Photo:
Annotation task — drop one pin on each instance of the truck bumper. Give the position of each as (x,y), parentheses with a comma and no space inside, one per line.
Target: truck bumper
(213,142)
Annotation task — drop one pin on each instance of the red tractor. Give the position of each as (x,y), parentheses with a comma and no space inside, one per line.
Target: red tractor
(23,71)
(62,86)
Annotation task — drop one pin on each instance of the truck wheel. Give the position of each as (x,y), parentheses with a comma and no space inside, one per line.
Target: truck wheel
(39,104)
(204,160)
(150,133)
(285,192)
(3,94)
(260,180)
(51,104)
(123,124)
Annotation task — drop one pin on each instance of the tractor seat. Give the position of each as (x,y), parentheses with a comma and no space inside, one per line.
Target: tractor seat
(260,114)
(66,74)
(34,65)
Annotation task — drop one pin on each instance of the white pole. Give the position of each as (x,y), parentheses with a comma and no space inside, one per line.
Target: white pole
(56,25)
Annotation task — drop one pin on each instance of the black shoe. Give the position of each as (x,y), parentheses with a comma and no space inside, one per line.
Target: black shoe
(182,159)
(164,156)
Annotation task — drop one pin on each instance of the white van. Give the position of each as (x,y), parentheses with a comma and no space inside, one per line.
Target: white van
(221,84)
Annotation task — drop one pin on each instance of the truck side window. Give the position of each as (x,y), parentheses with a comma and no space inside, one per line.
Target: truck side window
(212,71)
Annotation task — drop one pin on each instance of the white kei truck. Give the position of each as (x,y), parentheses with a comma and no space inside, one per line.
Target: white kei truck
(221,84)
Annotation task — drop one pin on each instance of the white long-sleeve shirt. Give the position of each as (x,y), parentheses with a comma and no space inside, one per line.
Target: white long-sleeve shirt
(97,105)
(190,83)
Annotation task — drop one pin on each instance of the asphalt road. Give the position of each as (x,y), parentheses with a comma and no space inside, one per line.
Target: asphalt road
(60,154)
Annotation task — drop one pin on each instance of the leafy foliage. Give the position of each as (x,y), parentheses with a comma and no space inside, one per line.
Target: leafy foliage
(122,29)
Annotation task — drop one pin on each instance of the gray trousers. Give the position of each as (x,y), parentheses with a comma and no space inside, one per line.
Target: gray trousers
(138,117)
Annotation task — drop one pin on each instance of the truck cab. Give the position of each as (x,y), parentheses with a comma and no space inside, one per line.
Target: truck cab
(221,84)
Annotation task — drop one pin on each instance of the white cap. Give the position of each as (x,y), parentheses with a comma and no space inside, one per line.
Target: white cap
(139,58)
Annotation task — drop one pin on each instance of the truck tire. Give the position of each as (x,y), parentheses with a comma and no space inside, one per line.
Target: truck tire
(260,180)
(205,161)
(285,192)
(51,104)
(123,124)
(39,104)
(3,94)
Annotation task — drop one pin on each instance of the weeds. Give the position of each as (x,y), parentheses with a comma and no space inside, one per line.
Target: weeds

→ Activity:
Line tally for "weeds": say how many lines of the records above contain it, and give nothing but the number.

→ Answer to the exercise:
2